*** Opening of Excerpted data ***

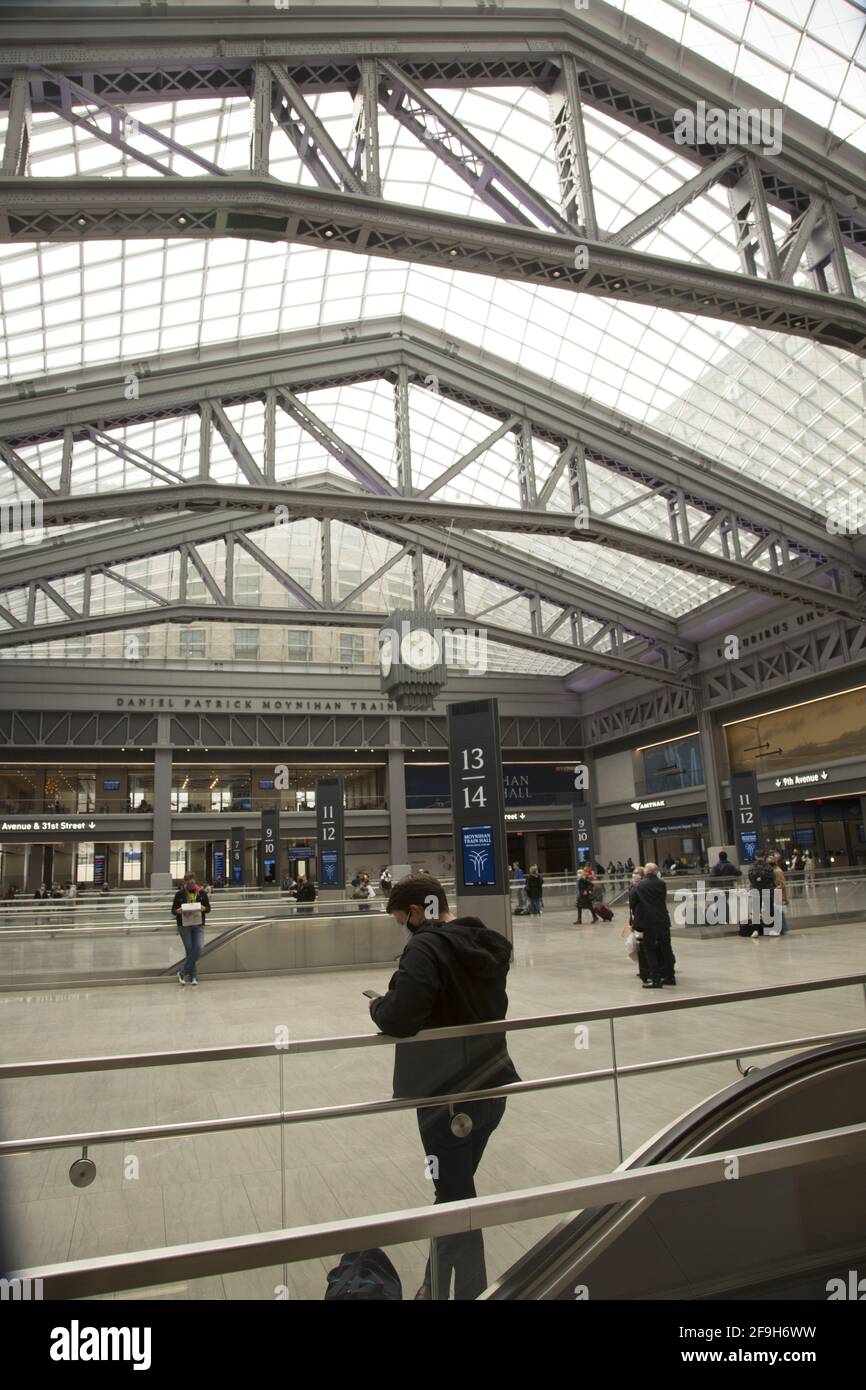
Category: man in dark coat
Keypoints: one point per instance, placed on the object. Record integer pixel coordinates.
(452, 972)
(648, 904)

*** Close of Excerpted data ***
*** Opening of Excerpted data ***

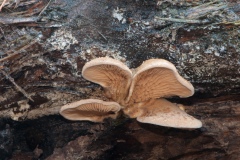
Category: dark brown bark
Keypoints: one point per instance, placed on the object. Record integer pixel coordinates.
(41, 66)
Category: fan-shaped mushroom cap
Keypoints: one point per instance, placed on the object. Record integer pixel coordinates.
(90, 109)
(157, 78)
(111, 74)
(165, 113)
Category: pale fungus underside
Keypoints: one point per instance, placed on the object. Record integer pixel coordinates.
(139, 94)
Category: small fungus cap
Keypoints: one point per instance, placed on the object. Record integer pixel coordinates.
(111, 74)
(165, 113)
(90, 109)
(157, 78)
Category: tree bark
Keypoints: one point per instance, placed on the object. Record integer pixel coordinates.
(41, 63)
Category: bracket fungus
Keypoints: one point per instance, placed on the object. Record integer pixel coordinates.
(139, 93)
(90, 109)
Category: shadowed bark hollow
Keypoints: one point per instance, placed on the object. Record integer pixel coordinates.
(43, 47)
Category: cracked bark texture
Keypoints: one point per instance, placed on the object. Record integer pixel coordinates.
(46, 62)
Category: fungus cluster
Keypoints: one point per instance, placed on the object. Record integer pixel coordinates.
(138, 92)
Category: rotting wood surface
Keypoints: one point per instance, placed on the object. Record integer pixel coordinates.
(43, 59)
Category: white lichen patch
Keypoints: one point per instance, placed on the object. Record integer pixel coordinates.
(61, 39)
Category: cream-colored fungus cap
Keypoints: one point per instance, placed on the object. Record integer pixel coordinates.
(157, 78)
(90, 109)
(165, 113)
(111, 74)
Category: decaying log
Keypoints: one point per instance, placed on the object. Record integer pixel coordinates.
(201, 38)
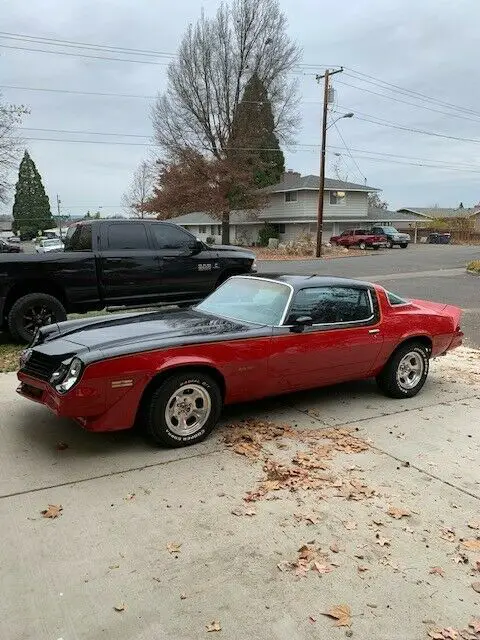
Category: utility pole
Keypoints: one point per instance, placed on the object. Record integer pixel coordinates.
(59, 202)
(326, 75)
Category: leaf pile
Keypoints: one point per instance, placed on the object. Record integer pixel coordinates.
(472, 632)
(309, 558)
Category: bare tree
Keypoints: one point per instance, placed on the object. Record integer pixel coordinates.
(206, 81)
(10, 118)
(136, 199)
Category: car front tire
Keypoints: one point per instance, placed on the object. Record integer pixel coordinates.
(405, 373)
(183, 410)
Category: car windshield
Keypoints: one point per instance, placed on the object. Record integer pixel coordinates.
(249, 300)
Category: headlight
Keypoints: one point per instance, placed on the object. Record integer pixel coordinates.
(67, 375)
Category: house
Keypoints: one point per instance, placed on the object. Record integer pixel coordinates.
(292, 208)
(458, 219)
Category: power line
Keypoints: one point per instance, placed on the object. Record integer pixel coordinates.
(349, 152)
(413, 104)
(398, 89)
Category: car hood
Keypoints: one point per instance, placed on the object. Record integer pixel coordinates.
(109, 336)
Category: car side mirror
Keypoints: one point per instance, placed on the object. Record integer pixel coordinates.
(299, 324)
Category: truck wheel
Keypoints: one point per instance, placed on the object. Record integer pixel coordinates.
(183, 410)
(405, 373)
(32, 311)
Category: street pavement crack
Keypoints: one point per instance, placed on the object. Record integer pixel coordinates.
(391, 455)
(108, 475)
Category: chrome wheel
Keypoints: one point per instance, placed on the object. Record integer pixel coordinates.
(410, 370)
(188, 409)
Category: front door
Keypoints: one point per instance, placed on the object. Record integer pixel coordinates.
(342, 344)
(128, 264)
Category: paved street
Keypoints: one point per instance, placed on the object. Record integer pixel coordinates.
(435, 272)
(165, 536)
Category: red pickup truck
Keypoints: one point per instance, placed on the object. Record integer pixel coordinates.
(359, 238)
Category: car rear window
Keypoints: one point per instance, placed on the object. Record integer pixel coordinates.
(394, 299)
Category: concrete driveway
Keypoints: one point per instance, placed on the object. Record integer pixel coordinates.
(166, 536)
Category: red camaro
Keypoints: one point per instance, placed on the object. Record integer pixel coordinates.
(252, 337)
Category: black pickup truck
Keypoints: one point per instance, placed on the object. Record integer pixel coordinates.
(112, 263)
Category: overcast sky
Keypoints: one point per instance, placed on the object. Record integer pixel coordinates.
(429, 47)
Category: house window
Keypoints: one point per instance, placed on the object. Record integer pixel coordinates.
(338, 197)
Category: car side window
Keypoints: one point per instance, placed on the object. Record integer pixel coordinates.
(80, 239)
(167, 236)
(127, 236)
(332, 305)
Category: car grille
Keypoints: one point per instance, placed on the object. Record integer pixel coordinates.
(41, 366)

*** Close of Excerpted data ***

Aim of the exercise -
A line belongs in the answer if it contains the word "wheel"; please copy each such line from the material.

Exercise answer -
Category: truck wheel
Category: chrome wheel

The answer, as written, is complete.